» Given task 1:
Answer these questions using the blog post about Cucumber below:
(a) Where did the writer hear several people mention Cucumber?
(b) Which two tools has Nat combined to create an interface between a test script and RIAs?
(c) According to SimoneC, what other tools must Cucumber be used with to drive a web app?
» Given task 2:
Duplicate the part of the blog post about Cucumber below from "I would be interested" up to and including "if not verbose!", character for character.

╭─ Extracted text

Monday, 15 December 2008

Testing web applications? Cucumber is the cool new kid on the block

I've had quite complimentary things to say about Canoo WebTest, but one thing it doesn't provide out of the box is a representation of the tests that your average customer is able to read and understand intuitively - that is to say, a tabular format like Fit or a narrative of the "Given... when... then... " form.

Cucumber to the rescue! I heard several people mention this at the recent XP Day in London. I hope to investigate it in more depth soon.

I would be interested to know whether it can be used to test anything other than Ruby code and whether it can drive a web browser to interact with Rich Internet Applications (RIAs). Stuart Ervine's and Nat Pryce's GWT development demo at XP Day was truly impressive. Nat has combined WebDriver with WindowLicker to create a clean interface between a test script and synchronous or asynchronous RIAs. But telling a jUnit test to move the mouse cursor into a particular widget and click the button was nothing if not verbose!

4 comments:

SimoneC said...

Cucumber is the the new name of rSpec, specifically it is used to specify user acceptance test. To drive a web app you need to use Cucumber with other tools like Watir or Selenium.
I wrote a couple of example on how to use Cucumber with Watir and in my team we are using it together with FunFx to write acceptance test for Flex. If you are interested I can show you something when I'm back in London :)...

Nat Pryce said...

Hi Immo. The gestures in the test we demo'd was verbose because we wrote out the entire gesture at the lowest level: move the mouse to the center of the element, click button 1, etc.

╰─
╭─ Data extract

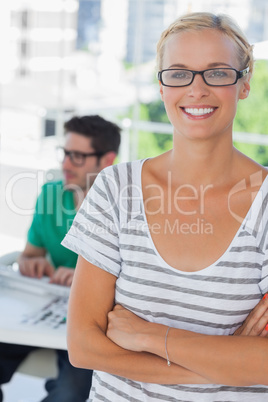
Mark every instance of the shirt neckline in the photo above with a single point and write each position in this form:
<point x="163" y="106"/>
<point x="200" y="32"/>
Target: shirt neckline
<point x="209" y="267"/>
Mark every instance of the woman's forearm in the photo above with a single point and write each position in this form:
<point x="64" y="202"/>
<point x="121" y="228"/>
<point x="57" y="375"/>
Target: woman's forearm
<point x="96" y="351"/>
<point x="230" y="360"/>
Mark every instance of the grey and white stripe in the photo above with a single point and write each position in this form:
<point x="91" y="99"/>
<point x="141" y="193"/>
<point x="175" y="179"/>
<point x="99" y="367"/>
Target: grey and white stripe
<point x="111" y="231"/>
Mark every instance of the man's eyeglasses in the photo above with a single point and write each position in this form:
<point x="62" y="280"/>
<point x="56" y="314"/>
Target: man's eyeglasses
<point x="215" y="77"/>
<point x="77" y="158"/>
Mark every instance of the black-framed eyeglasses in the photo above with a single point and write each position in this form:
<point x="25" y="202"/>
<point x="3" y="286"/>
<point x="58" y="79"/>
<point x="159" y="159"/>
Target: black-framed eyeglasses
<point x="215" y="77"/>
<point x="77" y="158"/>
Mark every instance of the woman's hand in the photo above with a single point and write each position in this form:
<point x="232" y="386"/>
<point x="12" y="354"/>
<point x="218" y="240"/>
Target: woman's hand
<point x="126" y="329"/>
<point x="256" y="324"/>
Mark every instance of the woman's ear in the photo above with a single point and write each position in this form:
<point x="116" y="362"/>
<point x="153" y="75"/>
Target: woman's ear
<point x="161" y="89"/>
<point x="245" y="88"/>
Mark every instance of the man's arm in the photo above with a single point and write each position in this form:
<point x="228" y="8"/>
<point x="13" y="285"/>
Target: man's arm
<point x="32" y="262"/>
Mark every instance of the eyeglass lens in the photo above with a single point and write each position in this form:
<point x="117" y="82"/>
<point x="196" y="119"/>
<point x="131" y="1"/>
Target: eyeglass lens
<point x="217" y="77"/>
<point x="76" y="158"/>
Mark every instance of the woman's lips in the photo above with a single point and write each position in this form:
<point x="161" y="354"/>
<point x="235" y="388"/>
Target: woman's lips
<point x="199" y="112"/>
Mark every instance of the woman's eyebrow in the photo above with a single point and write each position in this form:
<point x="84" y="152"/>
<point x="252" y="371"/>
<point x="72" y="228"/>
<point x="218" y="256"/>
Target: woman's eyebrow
<point x="210" y="65"/>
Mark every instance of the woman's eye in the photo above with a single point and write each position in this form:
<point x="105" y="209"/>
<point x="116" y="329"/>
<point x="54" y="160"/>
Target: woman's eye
<point x="180" y="75"/>
<point x="218" y="74"/>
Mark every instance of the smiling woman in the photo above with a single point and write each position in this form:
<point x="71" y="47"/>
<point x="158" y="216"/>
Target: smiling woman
<point x="181" y="258"/>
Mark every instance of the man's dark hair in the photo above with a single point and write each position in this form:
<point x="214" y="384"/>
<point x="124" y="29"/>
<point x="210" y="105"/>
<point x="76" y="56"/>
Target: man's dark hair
<point x="104" y="135"/>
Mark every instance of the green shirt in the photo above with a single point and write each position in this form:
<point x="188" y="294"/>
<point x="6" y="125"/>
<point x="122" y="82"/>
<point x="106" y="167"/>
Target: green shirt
<point x="54" y="214"/>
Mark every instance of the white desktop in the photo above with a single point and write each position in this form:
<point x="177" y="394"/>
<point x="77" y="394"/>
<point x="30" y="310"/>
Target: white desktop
<point x="32" y="311"/>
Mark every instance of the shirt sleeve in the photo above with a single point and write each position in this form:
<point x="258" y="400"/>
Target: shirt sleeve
<point x="94" y="232"/>
<point x="35" y="232"/>
<point x="263" y="284"/>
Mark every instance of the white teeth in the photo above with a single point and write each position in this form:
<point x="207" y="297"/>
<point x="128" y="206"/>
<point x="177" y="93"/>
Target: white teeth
<point x="199" y="112"/>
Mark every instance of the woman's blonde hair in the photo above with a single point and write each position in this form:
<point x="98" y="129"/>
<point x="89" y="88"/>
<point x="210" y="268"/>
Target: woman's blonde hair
<point x="204" y="20"/>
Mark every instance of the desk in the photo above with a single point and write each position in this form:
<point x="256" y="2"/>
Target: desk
<point x="19" y="310"/>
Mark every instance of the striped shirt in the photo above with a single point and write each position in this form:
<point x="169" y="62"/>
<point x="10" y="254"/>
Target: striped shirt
<point x="111" y="231"/>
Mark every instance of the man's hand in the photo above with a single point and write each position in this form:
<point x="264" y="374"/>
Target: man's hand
<point x="35" y="267"/>
<point x="63" y="276"/>
<point x="256" y="322"/>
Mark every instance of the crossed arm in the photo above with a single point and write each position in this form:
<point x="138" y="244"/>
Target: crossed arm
<point x="116" y="341"/>
<point x="33" y="263"/>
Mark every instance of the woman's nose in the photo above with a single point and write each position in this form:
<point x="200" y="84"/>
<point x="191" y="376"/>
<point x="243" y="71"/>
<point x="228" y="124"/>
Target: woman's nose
<point x="198" y="87"/>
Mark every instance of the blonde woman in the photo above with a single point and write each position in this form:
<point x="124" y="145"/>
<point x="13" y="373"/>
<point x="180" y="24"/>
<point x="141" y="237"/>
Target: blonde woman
<point x="173" y="249"/>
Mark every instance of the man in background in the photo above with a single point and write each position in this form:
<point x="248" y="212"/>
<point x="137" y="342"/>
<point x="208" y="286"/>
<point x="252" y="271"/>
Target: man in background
<point x="91" y="144"/>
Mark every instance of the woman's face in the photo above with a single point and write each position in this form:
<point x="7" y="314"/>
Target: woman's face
<point x="216" y="106"/>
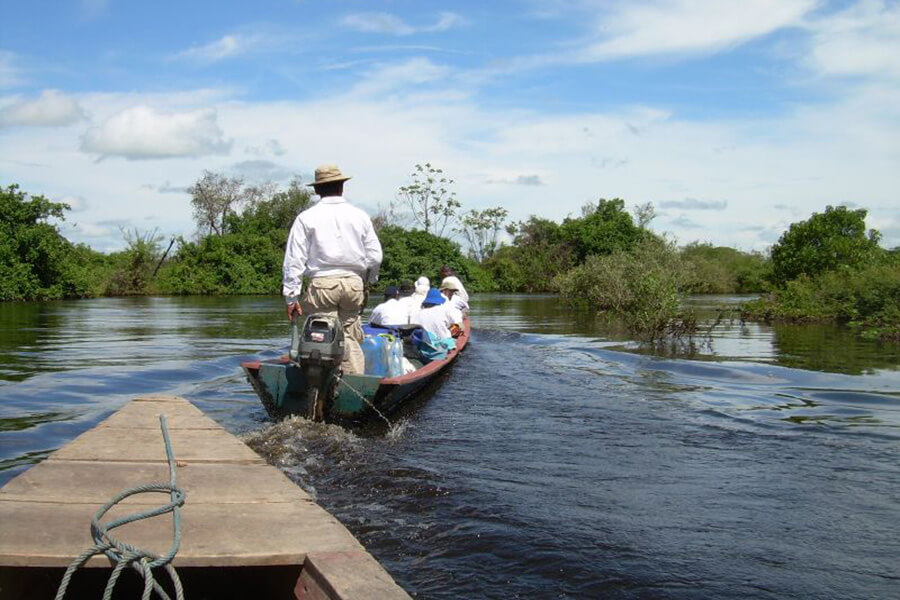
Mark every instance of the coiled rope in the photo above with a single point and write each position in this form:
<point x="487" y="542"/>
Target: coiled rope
<point x="123" y="554"/>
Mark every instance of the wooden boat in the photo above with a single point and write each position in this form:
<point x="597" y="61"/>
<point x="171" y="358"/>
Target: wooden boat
<point x="281" y="387"/>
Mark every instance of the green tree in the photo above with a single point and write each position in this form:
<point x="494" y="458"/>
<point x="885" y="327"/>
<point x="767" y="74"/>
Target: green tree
<point x="215" y="197"/>
<point x="824" y="242"/>
<point x="537" y="255"/>
<point x="602" y="229"/>
<point x="431" y="201"/>
<point x="723" y="270"/>
<point x="481" y="228"/>
<point x="36" y="261"/>
<point x="133" y="267"/>
<point x="246" y="257"/>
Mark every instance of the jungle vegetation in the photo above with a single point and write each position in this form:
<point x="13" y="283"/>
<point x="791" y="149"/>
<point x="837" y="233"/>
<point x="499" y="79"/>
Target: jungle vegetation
<point x="607" y="260"/>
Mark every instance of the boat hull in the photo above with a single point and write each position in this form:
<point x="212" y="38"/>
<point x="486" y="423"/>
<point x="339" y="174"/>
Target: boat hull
<point x="281" y="387"/>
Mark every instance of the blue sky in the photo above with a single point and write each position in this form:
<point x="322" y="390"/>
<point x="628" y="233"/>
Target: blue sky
<point x="735" y="118"/>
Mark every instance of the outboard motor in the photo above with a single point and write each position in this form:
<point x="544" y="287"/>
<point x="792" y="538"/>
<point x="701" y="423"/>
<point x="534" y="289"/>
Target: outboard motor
<point x="319" y="349"/>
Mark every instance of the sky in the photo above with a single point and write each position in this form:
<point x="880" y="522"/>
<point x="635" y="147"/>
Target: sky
<point x="734" y="118"/>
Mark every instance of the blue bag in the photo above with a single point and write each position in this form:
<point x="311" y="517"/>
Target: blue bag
<point x="431" y="347"/>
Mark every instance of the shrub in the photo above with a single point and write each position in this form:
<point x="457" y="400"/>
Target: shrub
<point x="36" y="261"/>
<point x="643" y="287"/>
<point x="722" y="270"/>
<point x="868" y="298"/>
<point x="824" y="242"/>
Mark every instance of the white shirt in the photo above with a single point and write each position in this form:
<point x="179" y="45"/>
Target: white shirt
<point x="390" y="312"/>
<point x="437" y="320"/>
<point x="462" y="293"/>
<point x="412" y="304"/>
<point x="332" y="238"/>
<point x="457" y="302"/>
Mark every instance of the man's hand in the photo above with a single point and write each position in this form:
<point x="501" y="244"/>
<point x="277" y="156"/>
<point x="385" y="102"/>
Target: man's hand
<point x="294" y="310"/>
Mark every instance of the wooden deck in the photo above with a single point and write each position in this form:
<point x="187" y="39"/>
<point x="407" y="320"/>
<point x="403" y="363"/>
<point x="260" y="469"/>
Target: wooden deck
<point x="239" y="511"/>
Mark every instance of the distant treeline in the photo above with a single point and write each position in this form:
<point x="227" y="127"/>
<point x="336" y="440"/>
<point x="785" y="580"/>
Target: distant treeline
<point x="606" y="260"/>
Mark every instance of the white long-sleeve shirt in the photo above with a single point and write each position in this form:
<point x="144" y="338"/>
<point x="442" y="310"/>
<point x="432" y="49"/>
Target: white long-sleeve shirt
<point x="390" y="312"/>
<point x="437" y="320"/>
<point x="332" y="238"/>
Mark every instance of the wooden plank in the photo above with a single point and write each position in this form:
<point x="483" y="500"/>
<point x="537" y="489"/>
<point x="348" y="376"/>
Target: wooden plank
<point x="112" y="444"/>
<point x="50" y="535"/>
<point x="151" y="421"/>
<point x="239" y="512"/>
<point x="345" y="575"/>
<point x="96" y="482"/>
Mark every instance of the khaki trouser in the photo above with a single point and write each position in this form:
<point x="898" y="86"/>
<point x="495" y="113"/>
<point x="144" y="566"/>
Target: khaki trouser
<point x="342" y="297"/>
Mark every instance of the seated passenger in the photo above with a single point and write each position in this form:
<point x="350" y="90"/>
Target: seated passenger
<point x="391" y="312"/>
<point x="422" y="287"/>
<point x="408" y="298"/>
<point x="450" y="288"/>
<point x="438" y="317"/>
<point x="448" y="273"/>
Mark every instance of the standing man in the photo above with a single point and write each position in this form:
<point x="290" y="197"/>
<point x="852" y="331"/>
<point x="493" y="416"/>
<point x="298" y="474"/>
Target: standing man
<point x="334" y="244"/>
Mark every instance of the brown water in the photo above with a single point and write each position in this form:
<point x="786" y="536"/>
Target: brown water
<point x="557" y="458"/>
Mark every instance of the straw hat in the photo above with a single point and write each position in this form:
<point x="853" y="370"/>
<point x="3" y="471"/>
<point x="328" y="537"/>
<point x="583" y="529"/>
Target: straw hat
<point x="328" y="174"/>
<point x="451" y="283"/>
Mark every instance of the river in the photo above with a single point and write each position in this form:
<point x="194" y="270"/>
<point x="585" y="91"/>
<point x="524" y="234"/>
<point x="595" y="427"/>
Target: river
<point x="556" y="460"/>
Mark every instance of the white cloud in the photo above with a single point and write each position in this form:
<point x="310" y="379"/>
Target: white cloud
<point x="76" y="203"/>
<point x="650" y="27"/>
<point x="863" y="39"/>
<point x="446" y="20"/>
<point x="813" y="155"/>
<point x="390" y="77"/>
<point x="695" y="204"/>
<point x="141" y="132"/>
<point x="51" y="109"/>
<point x="386" y="23"/>
<point x="226" y="47"/>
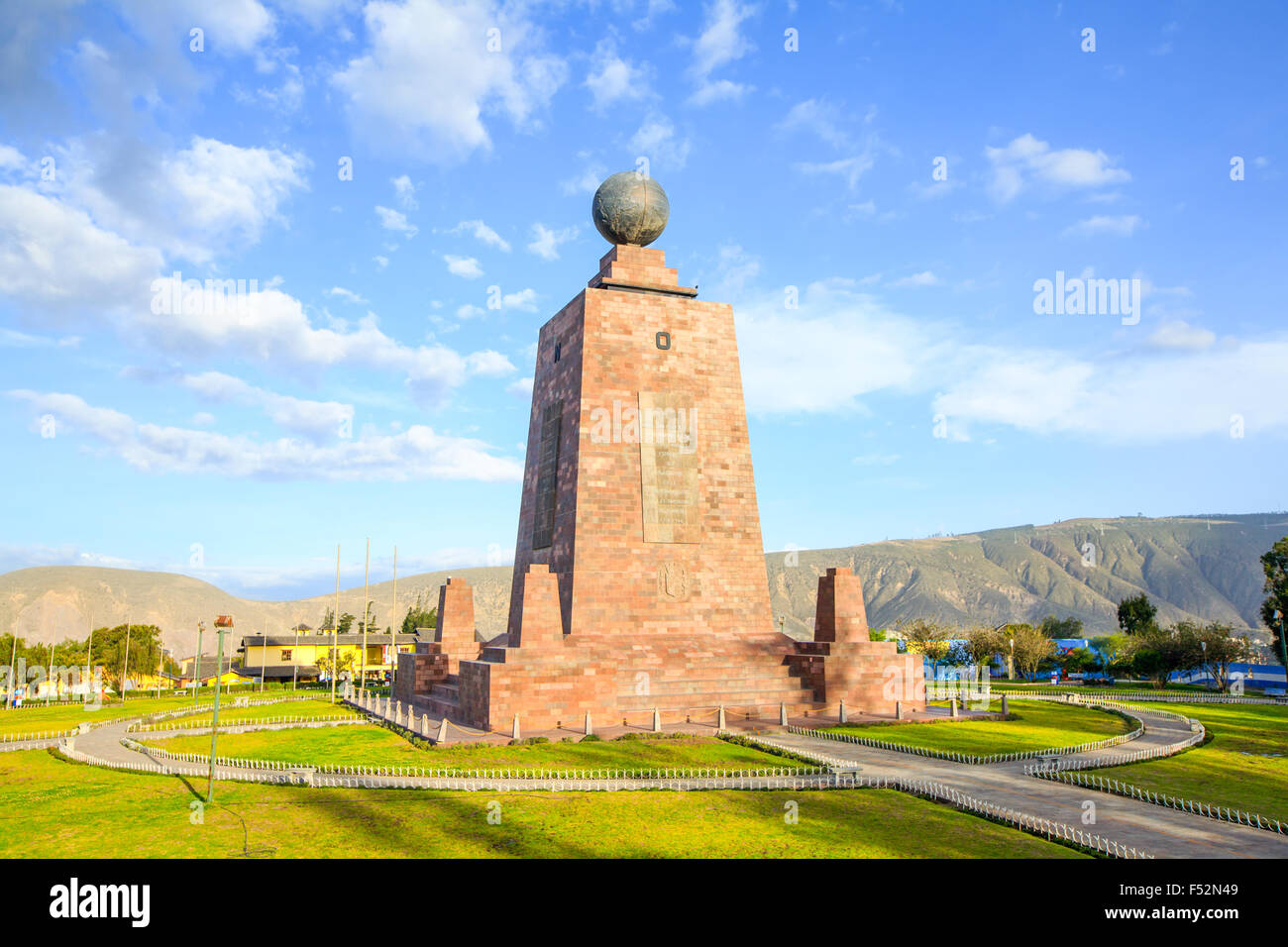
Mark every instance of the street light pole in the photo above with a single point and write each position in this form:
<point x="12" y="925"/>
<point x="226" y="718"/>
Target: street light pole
<point x="335" y="620"/>
<point x="89" y="659"/>
<point x="13" y="668"/>
<point x="366" y="616"/>
<point x="393" y="629"/>
<point x="196" y="669"/>
<point x="125" y="669"/>
<point x="214" y="722"/>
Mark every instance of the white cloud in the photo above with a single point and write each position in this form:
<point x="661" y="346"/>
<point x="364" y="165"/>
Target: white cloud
<point x="922" y="278"/>
<point x="720" y="43"/>
<point x="415" y="454"/>
<point x="802" y="361"/>
<point x="1181" y="335"/>
<point x="196" y="202"/>
<point x="588" y="182"/>
<point x="11" y="158"/>
<point x="483" y="234"/>
<point x="55" y="257"/>
<point x="1112" y="226"/>
<point x="404" y="191"/>
<point x="717" y="90"/>
<point x="395" y="221"/>
<point x="348" y="295"/>
<point x="428" y="76"/>
<point x="1026" y="159"/>
<point x="317" y="419"/>
<point x="612" y="78"/>
<point x="271" y="326"/>
<point x="524" y="300"/>
<point x="545" y="243"/>
<point x="875" y="459"/>
<point x="465" y="266"/>
<point x="850" y="169"/>
<point x="818" y="118"/>
<point x="1181" y="394"/>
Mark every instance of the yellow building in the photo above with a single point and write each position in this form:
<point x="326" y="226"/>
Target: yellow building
<point x="204" y="673"/>
<point x="295" y="657"/>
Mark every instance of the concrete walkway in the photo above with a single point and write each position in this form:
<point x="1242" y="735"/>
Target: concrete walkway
<point x="1147" y="827"/>
<point x="1160" y="831"/>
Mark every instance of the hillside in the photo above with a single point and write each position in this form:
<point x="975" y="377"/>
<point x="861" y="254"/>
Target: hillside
<point x="1193" y="567"/>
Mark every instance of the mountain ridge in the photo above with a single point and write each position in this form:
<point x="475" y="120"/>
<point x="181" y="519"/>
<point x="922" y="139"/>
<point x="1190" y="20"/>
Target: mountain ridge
<point x="1203" y="569"/>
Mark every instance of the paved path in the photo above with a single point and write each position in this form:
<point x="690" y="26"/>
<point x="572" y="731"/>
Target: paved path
<point x="1151" y="828"/>
<point x="1154" y="828"/>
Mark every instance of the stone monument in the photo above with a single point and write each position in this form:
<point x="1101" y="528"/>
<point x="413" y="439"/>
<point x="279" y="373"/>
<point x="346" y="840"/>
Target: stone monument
<point x="639" y="578"/>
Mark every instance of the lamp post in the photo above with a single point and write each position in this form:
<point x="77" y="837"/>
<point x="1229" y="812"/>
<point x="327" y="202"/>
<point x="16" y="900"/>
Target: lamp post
<point x="13" y="668"/>
<point x="335" y="621"/>
<point x="1283" y="639"/>
<point x="125" y="669"/>
<point x="220" y="624"/>
<point x="89" y="657"/>
<point x="196" y="665"/>
<point x="366" y="616"/>
<point x="393" y="629"/>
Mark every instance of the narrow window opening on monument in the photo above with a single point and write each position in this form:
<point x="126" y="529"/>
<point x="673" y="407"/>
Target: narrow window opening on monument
<point x="548" y="471"/>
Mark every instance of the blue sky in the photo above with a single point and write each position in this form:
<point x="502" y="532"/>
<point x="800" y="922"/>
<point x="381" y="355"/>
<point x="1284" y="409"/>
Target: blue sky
<point x="365" y="386"/>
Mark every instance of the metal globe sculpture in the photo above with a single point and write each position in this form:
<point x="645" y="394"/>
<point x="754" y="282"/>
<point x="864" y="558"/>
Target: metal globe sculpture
<point x="630" y="208"/>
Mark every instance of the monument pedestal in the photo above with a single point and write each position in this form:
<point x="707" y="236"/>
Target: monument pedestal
<point x="639" y="575"/>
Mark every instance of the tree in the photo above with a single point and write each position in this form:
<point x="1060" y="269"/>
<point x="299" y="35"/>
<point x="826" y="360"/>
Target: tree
<point x="1157" y="652"/>
<point x="1030" y="648"/>
<point x="1220" y="648"/>
<point x="1136" y="613"/>
<point x="1077" y="660"/>
<point x="344" y="660"/>
<point x="982" y="643"/>
<point x="1275" y="566"/>
<point x="419" y="616"/>
<point x="1061" y="628"/>
<point x="926" y="638"/>
<point x="1111" y="650"/>
<point x="108" y="651"/>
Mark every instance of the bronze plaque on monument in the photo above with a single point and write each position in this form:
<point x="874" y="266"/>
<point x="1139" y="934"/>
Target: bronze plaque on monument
<point x="669" y="468"/>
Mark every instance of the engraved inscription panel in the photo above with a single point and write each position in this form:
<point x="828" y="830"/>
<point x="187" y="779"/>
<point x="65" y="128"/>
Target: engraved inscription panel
<point x="548" y="471"/>
<point x="669" y="468"/>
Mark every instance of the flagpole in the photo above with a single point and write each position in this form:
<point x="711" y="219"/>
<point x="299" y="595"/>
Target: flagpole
<point x="366" y="615"/>
<point x="393" y="630"/>
<point x="125" y="669"/>
<point x="335" y="620"/>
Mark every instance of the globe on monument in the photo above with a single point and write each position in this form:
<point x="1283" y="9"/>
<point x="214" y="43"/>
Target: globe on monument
<point x="630" y="208"/>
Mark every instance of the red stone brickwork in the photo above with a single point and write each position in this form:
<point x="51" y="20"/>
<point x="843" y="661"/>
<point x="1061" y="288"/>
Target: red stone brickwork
<point x="419" y="672"/>
<point x="455" y="629"/>
<point x="652" y="589"/>
<point x="845" y="663"/>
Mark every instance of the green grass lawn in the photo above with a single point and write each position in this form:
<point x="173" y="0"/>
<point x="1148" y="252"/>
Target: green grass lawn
<point x="376" y="746"/>
<point x="1078" y="688"/>
<point x="55" y="809"/>
<point x="1037" y="725"/>
<point x="1236" y="767"/>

╰─

» Task output 1:
(a) At the recent XP Day in London.
(b) WebDriver and WindowLicker.
(c) Tools like Watir or Selenium.

» Task output 2:
I would be interested to know whether it can be used to test anything other than Ruby code and whether it can drive a web browser to interact with Rich Internet Applications (RIAs). Stuart Ervine's and Nat Pryce's GWT development demo at XP Day was truly impressive. Nat has combined WebDriver with WindowLicker to create a clean interface between a test script and synchronous or asynchronous RIAs. But telling a jUnit test to move the mouse cursor into a particular widget and click the button was nothing if not verbose!